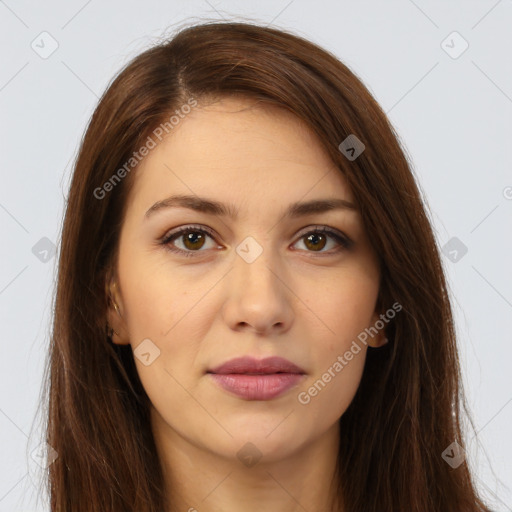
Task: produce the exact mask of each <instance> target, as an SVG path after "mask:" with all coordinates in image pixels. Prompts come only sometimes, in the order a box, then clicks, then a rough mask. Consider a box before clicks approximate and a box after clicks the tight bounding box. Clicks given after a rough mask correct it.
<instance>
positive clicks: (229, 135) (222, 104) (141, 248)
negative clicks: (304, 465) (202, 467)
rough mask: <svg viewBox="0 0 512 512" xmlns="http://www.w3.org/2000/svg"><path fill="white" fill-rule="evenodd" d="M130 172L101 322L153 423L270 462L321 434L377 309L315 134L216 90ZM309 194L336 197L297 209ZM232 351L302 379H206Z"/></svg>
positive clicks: (194, 438)
mask: <svg viewBox="0 0 512 512" xmlns="http://www.w3.org/2000/svg"><path fill="white" fill-rule="evenodd" d="M347 165H350V162H349V161H347ZM136 173H137V174H136V176H135V178H136V179H135V182H134V187H133V189H132V192H131V197H130V198H129V201H128V205H127V211H126V217H125V219H124V223H123V225H122V230H121V237H120V250H119V258H118V261H117V268H116V273H117V282H116V288H115V289H114V292H113V293H114V298H115V300H116V302H117V304H118V305H119V314H117V313H116V312H114V311H113V310H110V311H109V322H110V325H112V326H113V327H114V329H115V330H116V332H117V333H119V334H118V335H117V334H116V335H114V342H116V343H129V344H130V345H131V346H132V349H133V350H134V352H135V363H136V366H137V371H138V373H139V375H140V379H141V382H142V384H143V386H144V388H145V390H146V392H147V394H148V396H149V398H150V399H151V402H152V405H153V410H152V423H153V428H154V429H155V431H156V432H157V433H158V434H159V435H160V436H163V437H165V438H167V439H169V440H172V439H174V440H176V442H180V443H183V442H185V443H186V444H188V445H194V446H195V447H196V448H200V449H203V450H206V451H208V452H210V453H213V454H217V455H219V456H222V457H224V458H226V457H227V458H235V457H237V453H238V452H239V450H240V449H241V448H242V447H244V446H246V443H252V444H253V445H254V446H255V447H256V449H257V450H258V451H259V453H261V454H263V456H265V457H266V460H267V461H271V460H274V459H275V460H277V459H280V458H283V457H285V456H287V455H290V454H292V453H293V452H296V451H297V450H298V449H299V448H301V447H303V446H305V445H306V444H308V443H311V442H312V441H314V440H315V439H318V438H319V437H320V436H322V435H325V434H326V433H327V432H330V433H333V432H334V431H335V429H336V428H337V420H338V419H339V418H340V416H341V415H342V414H343V413H344V412H345V410H346V409H347V407H348V405H349V404H350V402H351V400H352V398H353V397H354V394H355V392H356V390H357V388H358V385H359V382H360V378H361V374H362V370H363V366H364V361H365V355H366V345H365V344H364V343H360V342H359V341H358V335H360V334H361V333H362V332H364V330H365V328H368V327H370V326H372V325H373V324H374V322H375V321H376V320H377V319H378V314H379V312H376V311H375V306H376V300H377V295H378V289H379V268H378V263H377V259H376V257H375V254H374V252H373V251H372V248H371V246H370V243H369V240H368V239H367V237H366V234H365V231H364V229H363V224H362V220H361V218H360V216H359V214H358V212H357V210H356V209H355V208H354V207H353V206H351V205H353V204H354V199H353V196H352V195H351V191H350V190H349V188H348V186H347V184H346V183H345V180H344V179H343V177H342V175H341V174H340V172H339V171H338V170H337V169H335V167H334V165H333V163H332V161H331V160H330V159H329V158H328V156H327V155H326V154H325V153H324V151H323V150H322V148H321V146H320V144H319V142H318V141H317V140H316V139H315V137H314V136H313V135H312V133H311V132H309V131H308V130H307V128H306V127H305V125H303V124H302V123H301V122H300V121H299V120H298V119H297V118H295V117H294V116H292V115H291V114H290V113H288V112H285V111H283V110H277V109H273V108H272V109H271V108H265V109H262V108H261V107H254V104H253V103H251V102H249V101H247V100H245V101H244V100H239V99H235V98H229V99H224V100H222V101H220V102H218V103H215V104H213V105H210V106H208V107H199V108H196V109H194V110H193V111H192V112H191V113H190V114H188V116H186V117H185V118H184V119H182V120H181V121H180V124H179V125H178V126H176V127H175V128H174V129H173V131H172V132H171V133H170V135H169V136H168V138H167V139H164V141H163V142H162V143H161V144H159V145H158V146H157V147H156V148H154V149H152V150H151V152H150V153H149V154H148V155H147V156H146V157H145V159H144V160H143V161H142V162H141V164H140V166H139V168H138V169H137V170H136ZM113 193H115V192H113ZM177 195H180V196H191V197H192V199H189V200H188V201H183V202H182V203H181V204H180V203H179V202H178V201H177V200H175V201H171V200H169V198H170V197H171V196H177ZM203 201H208V203H206V202H203ZM311 201H336V202H337V203H336V205H335V206H336V207H335V208H331V209H329V208H326V207H325V205H324V207H322V206H321V205H319V206H318V207H317V208H314V207H310V208H306V207H303V208H300V207H297V204H299V205H304V204H306V203H310V202H311ZM171 203H172V204H171ZM212 203H215V205H217V204H218V205H221V207H222V208H223V210H224V211H225V214H220V212H219V211H217V210H218V209H219V207H218V206H216V207H215V208H214V207H213V206H212ZM187 204H188V207H187ZM292 205H295V208H294V209H290V208H291V207H292ZM182 228H186V231H184V232H182V233H180V234H177V235H176V236H174V237H172V235H173V234H175V233H176V232H177V231H178V230H179V229H182ZM319 230H320V232H319ZM321 230H327V231H326V232H321ZM382 338H383V336H381V335H380V334H379V335H377V336H375V337H373V338H371V337H368V343H369V344H370V345H378V344H380V340H381V339H382ZM354 340H355V341H356V342H357V344H358V346H359V349H360V350H359V351H358V352H356V350H354V343H353V342H354ZM351 348H352V351H351ZM350 351H351V353H352V357H351V358H350V359H349V358H348V357H345V354H346V353H347V352H350ZM242 356H250V357H252V358H254V359H256V360H262V359H264V358H268V357H276V356H277V357H281V358H284V359H286V360H288V361H289V362H291V363H293V364H294V365H295V366H296V367H299V368H300V369H302V373H299V374H297V373H295V374H293V372H291V370H290V369H289V368H288V369H286V368H282V367H279V365H278V366H272V365H267V368H266V369H262V368H260V369H259V370H254V371H252V372H251V371H249V370H248V369H247V368H245V369H244V368H243V367H238V369H236V368H235V369H233V368H232V369H228V370H226V371H225V373H226V374H231V376H228V375H226V374H224V376H222V375H220V374H219V373H217V374H212V373H209V372H210V371H211V370H214V369H215V368H216V367H219V365H221V364H223V363H225V362H227V361H230V360H231V359H234V358H239V357H242ZM339 357H341V358H342V360H343V361H344V363H341V361H340V358H339ZM336 363H338V365H336ZM340 365H341V367H342V368H341V370H340V369H339V368H340ZM279 370H281V371H283V372H284V373H281V374H277V373H276V372H277V371H279ZM236 371H240V372H242V374H244V373H245V375H241V374H237V375H233V372H236ZM258 371H259V372H261V371H265V372H267V373H270V375H266V376H262V375H259V376H258V375H254V373H258ZM295 371H297V370H295ZM248 373H249V374H248ZM251 373H253V375H250V374H251ZM326 375H327V376H326ZM329 377H330V378H329ZM318 381H321V382H320V384H319V382H318ZM315 383H316V387H315ZM315 390H316V392H315ZM252 449H253V450H254V448H252Z"/></svg>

=-=-=-=-=

■ Assignment: Repeat every line above exactly, but omit all images.

■ Output below:
Task: produce the exact mask of each <instance> target, as an SVG path after "mask:" with all coordinates in image pixels. Prompts come only sometimes, in the order a box, then clicks, then a rough mask. Consider a box before clicks approximate and a box after clicks the tight bounding box. Clicks given after a rough mask correct it.
<instance>
positive clicks: (229, 135) (222, 104) (141, 248)
negative clicks: (304, 465) (202, 467)
rough mask: <svg viewBox="0 0 512 512" xmlns="http://www.w3.org/2000/svg"><path fill="white" fill-rule="evenodd" d="M130 172L101 322L153 423L270 462L321 434L377 309L315 134L216 90ZM309 194L336 197L297 209ZM232 351L302 379H206Z"/></svg>
positive clicks: (194, 438)
mask: <svg viewBox="0 0 512 512" xmlns="http://www.w3.org/2000/svg"><path fill="white" fill-rule="evenodd" d="M347 165H350V162H349V161H347ZM136 173H137V174H136V176H135V178H136V179H135V182H134V187H133V189H132V192H131V197H130V198H129V201H128V205H127V211H126V217H125V219H124V223H123V225H122V230H121V237H120V250H119V258H118V261H117V268H116V273H117V282H116V288H115V289H114V292H113V293H114V298H115V300H116V302H117V304H118V305H119V314H117V313H116V312H114V311H113V310H110V311H109V322H110V325H112V326H113V327H114V329H115V330H116V332H117V333H119V334H118V335H117V334H116V335H114V342H116V343H129V344H130V345H131V346H132V349H133V350H134V352H135V363H136V366H137V371H138V373H139V375H140V379H141V382H142V384H143V386H144V388H145V390H146V392H147V394H148V396H149V398H150V399H151V402H152V405H153V410H152V423H153V428H154V429H155V431H156V432H157V433H158V434H159V435H160V436H163V437H165V438H167V439H169V440H172V439H174V440H176V442H180V443H183V442H185V443H186V444H188V445H194V446H195V447H196V448H200V449H203V450H206V451H208V452H210V453H213V454H217V455H219V456H222V457H224V458H226V457H227V458H235V457H237V453H238V452H239V450H240V449H241V448H242V447H244V446H246V443H252V444H253V445H254V446H255V447H256V449H257V450H258V451H259V453H261V454H263V456H265V457H266V460H267V461H271V460H274V459H275V460H277V459H280V458H283V457H285V456H287V455H290V454H292V453H293V452H296V451H297V450H298V449H299V448H301V447H303V446H305V445H306V444H308V443H311V442H312V441H314V440H315V439H318V438H319V437H320V436H322V435H325V434H326V433H327V432H330V433H333V432H334V431H335V429H336V428H337V420H338V419H339V418H340V416H341V415H342V414H343V413H344V412H345V410H346V409H347V407H348V405H349V404H350V402H351V400H352V398H353V397H354V394H355V392H356V390H357V388H358V385H359V382H360V378H361V374H362V370H363V366H364V361H365V355H366V345H365V344H364V343H360V342H359V341H358V335H360V334H361V333H362V332H364V330H365V328H368V327H370V326H372V325H373V324H374V322H375V321H376V320H377V319H378V314H379V312H376V311H375V306H376V300H377V295H378V289H379V268H378V263H377V259H376V257H375V254H374V252H373V251H372V248H371V246H370V243H369V240H368V239H367V237H366V234H365V231H364V229H363V224H362V220H361V218H360V216H359V214H358V212H357V210H356V209H355V208H354V207H353V206H351V205H353V204H354V199H353V196H352V195H351V191H350V190H349V188H348V186H347V184H346V183H345V180H344V179H343V177H342V175H341V174H340V172H339V171H338V170H337V169H335V167H334V165H333V163H332V161H331V160H330V159H329V158H328V156H327V155H326V154H325V153H324V151H323V150H322V148H321V146H320V144H319V142H318V141H317V140H316V139H315V137H314V136H313V135H312V133H311V132H309V131H308V130H307V128H306V127H305V125H303V124H302V123H301V122H300V121H299V120H298V119H297V118H295V117H294V116H292V115H291V114H290V113H288V112H285V111H283V110H277V109H273V108H272V109H271V108H265V109H262V108H261V107H254V104H253V103H251V102H249V101H247V100H245V101H244V100H239V99H235V98H229V99H224V100H222V101H220V102H218V103H215V104H213V105H210V106H208V107H199V108H196V109H194V110H193V111H192V112H191V113H190V114H188V116H186V117H185V118H184V119H182V120H181V121H180V124H179V125H178V126H176V127H175V128H174V129H173V131H172V132H171V133H170V135H169V136H168V138H167V139H164V141H163V142H162V143H161V144H159V145H158V146H157V147H156V148H154V149H152V150H151V152H150V153H149V154H148V155H147V156H146V157H145V159H144V160H143V161H142V162H141V164H140V166H139V168H138V169H137V170H136ZM113 193H115V192H113ZM177 195H180V196H191V197H192V199H189V200H188V201H183V202H182V203H181V204H180V203H179V202H178V201H177V200H175V201H171V200H169V198H170V197H171V196H177ZM203 201H208V203H206V202H203ZM311 201H336V202H337V203H336V205H335V206H336V207H335V208H331V209H329V208H326V207H325V205H324V207H322V206H321V205H319V206H318V207H317V208H314V207H310V208H306V207H303V208H300V207H297V204H299V205H304V204H306V203H310V202H311ZM171 203H172V204H171ZM212 203H215V205H217V204H218V205H221V207H222V208H223V210H224V211H225V214H220V212H219V211H217V210H218V209H219V207H218V206H216V207H215V208H214V207H213V206H212ZM187 204H188V207H187ZM292 205H295V208H294V209H290V208H291V207H292ZM182 228H186V231H184V232H182V233H180V234H177V235H176V236H174V237H172V235H173V234H175V233H176V232H177V231H178V230H179V229H182ZM319 230H320V232H319ZM321 230H327V231H326V232H321ZM382 338H383V336H381V335H380V334H379V335H377V336H375V337H373V338H371V337H368V343H369V344H370V345H378V344H380V340H381V339H382ZM354 340H355V341H356V342H357V344H358V346H359V349H360V350H359V351H358V352H356V350H354V343H353V342H354ZM351 348H352V351H351ZM350 351H351V353H352V357H351V358H350V359H349V358H348V357H345V354H346V353H347V352H350ZM242 356H250V357H252V358H254V359H256V360H262V359H264V358H268V357H276V356H277V357H281V358H284V359H286V360H288V361H289V362H291V363H293V364H294V365H295V366H296V367H299V368H300V369H302V373H299V374H297V373H295V374H293V372H291V370H290V369H289V368H288V369H286V368H282V367H279V365H278V366H272V365H267V368H266V369H262V368H260V369H259V370H254V371H252V372H251V371H249V370H248V369H247V368H245V369H244V368H243V367H238V369H236V368H235V369H233V368H232V369H228V370H226V371H225V373H226V374H231V376H228V375H226V374H224V376H222V375H220V374H219V373H217V374H212V373H209V372H210V371H211V370H214V369H215V368H216V367H219V365H221V364H223V363H225V362H227V361H230V360H231V359H234V358H239V357H242ZM339 357H341V358H342V360H343V361H344V363H341V361H340V358H339ZM336 363H338V365H336ZM340 365H341V367H342V368H341V370H340V369H339V368H340ZM279 370H281V371H283V372H284V373H281V374H277V373H276V372H277V371H279ZM236 371H240V372H242V374H244V373H245V375H241V374H237V375H233V372H236ZM258 371H259V372H261V371H265V372H267V373H270V375H266V376H262V375H259V376H258V375H254V373H258ZM295 371H297V370H295ZM248 373H249V374H248ZM251 373H253V375H250V374H251ZM326 375H327V376H326ZM329 377H330V378H329ZM318 381H321V382H320V384H319V382H318ZM315 383H316V387H315ZM315 390H316V392H315ZM252 449H253V450H254V448H252Z"/></svg>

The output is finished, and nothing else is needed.